* Texte à lire:
--
Le rôle des fonctionnaires
La persécution des Juifs et d’autres groupes ne résulte pas seulement de mesures prises par Hitler et des Nazis fanatiques. Les dirigeants nazis ne peuvent se passer de l’aide ou de la coopération d’employés de diverses professions, qui souvent ne sont eux-mêmes pas des Nazis convaincus. C’est notamment le cas des fonctionnaires, depuis l’administration jusqu'à la justice. Ils contribueront à la rédaction, à la mise en œuvre et à l’application des lois visant à priver les Juifs de leurs droits, de leurs moyens de subsistance et de leurs biens.
--
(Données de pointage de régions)

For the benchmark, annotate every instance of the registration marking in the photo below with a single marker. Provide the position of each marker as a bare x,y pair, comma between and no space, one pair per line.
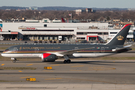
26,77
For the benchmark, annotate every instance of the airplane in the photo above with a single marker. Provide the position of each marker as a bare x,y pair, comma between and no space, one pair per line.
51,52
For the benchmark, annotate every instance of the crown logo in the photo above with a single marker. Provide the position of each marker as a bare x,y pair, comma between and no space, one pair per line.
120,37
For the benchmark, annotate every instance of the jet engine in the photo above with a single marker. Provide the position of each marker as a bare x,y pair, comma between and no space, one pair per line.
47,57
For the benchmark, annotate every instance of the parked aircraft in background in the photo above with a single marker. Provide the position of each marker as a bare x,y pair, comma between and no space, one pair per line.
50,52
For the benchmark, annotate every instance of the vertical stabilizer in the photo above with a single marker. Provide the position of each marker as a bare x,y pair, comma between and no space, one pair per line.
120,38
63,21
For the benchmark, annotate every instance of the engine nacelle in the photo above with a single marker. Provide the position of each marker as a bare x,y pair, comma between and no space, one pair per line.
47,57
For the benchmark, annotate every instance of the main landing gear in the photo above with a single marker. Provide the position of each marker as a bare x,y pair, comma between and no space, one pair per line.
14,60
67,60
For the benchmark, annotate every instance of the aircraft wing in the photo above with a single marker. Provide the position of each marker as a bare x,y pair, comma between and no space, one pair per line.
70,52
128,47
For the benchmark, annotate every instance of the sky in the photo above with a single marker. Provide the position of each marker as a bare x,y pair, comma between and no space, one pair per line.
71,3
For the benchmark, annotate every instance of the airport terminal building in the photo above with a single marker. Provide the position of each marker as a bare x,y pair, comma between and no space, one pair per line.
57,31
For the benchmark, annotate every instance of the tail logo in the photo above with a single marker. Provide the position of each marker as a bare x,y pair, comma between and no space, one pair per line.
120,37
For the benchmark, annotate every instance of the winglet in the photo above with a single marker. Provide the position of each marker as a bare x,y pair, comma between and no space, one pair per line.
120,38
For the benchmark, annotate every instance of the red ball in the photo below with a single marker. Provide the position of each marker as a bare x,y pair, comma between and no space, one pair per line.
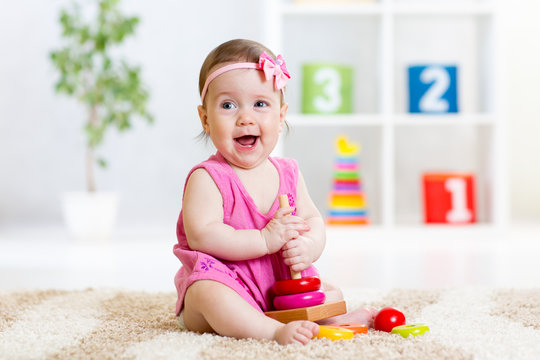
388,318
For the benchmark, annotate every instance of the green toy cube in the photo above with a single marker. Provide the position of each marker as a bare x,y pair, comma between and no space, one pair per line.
--
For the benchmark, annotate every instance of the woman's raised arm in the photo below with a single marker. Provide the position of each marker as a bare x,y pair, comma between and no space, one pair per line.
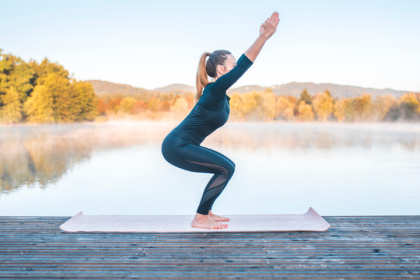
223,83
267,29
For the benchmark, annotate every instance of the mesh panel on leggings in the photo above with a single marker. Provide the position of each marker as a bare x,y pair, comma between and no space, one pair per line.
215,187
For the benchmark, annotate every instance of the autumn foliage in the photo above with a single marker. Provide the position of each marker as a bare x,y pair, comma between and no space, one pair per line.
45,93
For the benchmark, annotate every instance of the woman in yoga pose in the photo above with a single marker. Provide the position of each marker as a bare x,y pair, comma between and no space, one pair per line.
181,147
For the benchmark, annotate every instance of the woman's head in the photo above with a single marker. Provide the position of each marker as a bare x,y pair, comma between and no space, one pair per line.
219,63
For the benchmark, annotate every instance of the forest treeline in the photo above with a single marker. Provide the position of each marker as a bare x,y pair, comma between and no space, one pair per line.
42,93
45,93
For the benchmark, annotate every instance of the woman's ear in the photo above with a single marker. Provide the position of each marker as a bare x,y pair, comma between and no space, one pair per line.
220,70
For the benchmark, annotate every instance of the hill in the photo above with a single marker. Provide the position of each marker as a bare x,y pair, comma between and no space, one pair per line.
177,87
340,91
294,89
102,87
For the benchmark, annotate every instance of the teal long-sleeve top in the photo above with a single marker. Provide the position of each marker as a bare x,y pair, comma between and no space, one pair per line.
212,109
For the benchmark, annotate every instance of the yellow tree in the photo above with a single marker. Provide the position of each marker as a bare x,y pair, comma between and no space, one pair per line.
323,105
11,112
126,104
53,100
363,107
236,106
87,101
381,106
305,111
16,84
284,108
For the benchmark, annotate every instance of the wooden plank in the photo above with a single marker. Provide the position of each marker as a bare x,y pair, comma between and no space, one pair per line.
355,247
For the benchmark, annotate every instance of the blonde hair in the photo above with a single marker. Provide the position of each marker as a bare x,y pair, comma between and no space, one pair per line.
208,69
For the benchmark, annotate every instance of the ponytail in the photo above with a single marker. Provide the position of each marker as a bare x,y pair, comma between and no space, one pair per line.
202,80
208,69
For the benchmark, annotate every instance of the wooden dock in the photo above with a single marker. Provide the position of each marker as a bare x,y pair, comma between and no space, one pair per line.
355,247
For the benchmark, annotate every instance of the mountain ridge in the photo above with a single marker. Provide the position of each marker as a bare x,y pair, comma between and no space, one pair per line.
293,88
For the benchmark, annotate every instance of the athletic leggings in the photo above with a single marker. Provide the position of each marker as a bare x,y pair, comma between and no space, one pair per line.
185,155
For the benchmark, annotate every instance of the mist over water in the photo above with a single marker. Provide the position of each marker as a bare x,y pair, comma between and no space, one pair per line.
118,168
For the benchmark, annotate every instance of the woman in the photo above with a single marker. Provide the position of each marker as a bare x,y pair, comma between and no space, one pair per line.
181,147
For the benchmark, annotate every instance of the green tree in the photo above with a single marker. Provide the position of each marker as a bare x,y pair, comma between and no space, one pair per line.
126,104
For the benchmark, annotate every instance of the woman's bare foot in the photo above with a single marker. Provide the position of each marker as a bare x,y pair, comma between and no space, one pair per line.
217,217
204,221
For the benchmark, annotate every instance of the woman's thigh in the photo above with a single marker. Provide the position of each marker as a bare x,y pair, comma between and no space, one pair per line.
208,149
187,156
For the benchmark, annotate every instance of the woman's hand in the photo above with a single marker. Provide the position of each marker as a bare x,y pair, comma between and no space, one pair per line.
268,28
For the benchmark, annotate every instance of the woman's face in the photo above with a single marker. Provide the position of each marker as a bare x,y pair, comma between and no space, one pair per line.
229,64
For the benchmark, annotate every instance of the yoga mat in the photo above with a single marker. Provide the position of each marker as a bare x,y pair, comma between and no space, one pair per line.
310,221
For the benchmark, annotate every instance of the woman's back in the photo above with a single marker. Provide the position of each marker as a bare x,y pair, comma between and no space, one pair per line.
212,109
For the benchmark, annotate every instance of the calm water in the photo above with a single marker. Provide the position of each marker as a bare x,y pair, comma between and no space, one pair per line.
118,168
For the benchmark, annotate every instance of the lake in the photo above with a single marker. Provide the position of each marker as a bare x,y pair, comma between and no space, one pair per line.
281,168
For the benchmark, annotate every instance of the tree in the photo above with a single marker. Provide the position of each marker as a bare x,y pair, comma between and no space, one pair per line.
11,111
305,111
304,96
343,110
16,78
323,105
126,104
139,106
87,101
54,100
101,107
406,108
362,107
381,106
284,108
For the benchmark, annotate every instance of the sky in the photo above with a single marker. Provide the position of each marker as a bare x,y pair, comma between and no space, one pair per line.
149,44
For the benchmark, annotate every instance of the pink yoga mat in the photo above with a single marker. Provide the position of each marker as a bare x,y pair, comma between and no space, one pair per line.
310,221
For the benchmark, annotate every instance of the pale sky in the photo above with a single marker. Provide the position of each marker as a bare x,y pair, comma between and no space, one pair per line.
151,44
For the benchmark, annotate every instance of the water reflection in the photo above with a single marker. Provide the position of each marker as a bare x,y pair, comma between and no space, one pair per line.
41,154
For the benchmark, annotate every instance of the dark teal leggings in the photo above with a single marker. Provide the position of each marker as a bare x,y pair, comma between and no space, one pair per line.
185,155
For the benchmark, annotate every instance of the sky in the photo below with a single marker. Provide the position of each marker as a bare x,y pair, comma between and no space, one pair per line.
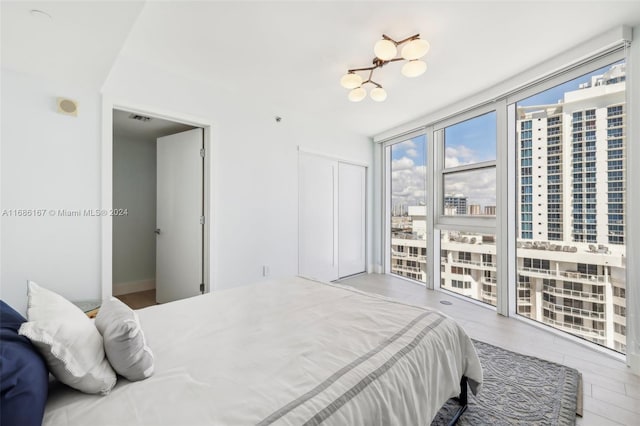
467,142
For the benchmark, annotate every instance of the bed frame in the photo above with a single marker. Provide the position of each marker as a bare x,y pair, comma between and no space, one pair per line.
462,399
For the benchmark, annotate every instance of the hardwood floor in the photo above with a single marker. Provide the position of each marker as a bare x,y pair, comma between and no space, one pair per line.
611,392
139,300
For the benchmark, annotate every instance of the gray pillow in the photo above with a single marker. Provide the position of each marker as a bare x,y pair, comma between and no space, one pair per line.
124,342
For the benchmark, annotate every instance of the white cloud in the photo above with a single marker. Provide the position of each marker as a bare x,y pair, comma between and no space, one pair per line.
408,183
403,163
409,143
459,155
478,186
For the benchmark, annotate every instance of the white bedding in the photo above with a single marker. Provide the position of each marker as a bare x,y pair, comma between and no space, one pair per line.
--
* Tâches à réaliser:
(a) D'après le texte sur le rôle des fonctionnaires, pourquoi la persécution des Juifs ne résulte-t-elle pas seulement de mesures prises par Hitler et des Nazis fanatiques ?
(b) Mettez à jour le texte sur le rôle des fonctionnaires : recopiez-le en partant de « Le rôle des » et en terminant par « de leurs biens. », avec « agents publics » à la place de « fonctionnaires ».
(c) Selon le texte sur le rôle des fonctionnaires, de quoi les lois visaient-elles à priver les Juifs ? Énumérez tous les éléments cités.

* Réponses dans l'ordre:
(a) Parce que les dirigeants nazis ne peuvent se passer de l'aide ou de la coopération d'employés de diverses professions, qui souvent ne sont pas eux-mêmes des Nazis convaincus. C'est notamment le cas des fonctionnaires, de l'administration jusqu'à la justice.

(b)
Le rôle des agents publics
La persécution des Juifs et d’autres groupes ne résulte pas seulement de mesures prises par Hitler et des Nazis fanatiques. Les dirigeants nazis ne peuvent se passer de l’aide ou de la coopération d’employés de diverses professions, qui souvent ne sont eux-mêmes pas des Nazis convaincus. C’est notamment le cas des agents publics, depuis l’administration jusqu'à la justice. Ils contribueront à la rédaction, à la mise en œuvre et à l’application des lois visant à priver les Juifs de leurs droits, de leurs moyens de subsistance et de leurs biens.

(c)
- leurs droits
- leurs moyens de subsistance
- leurs biens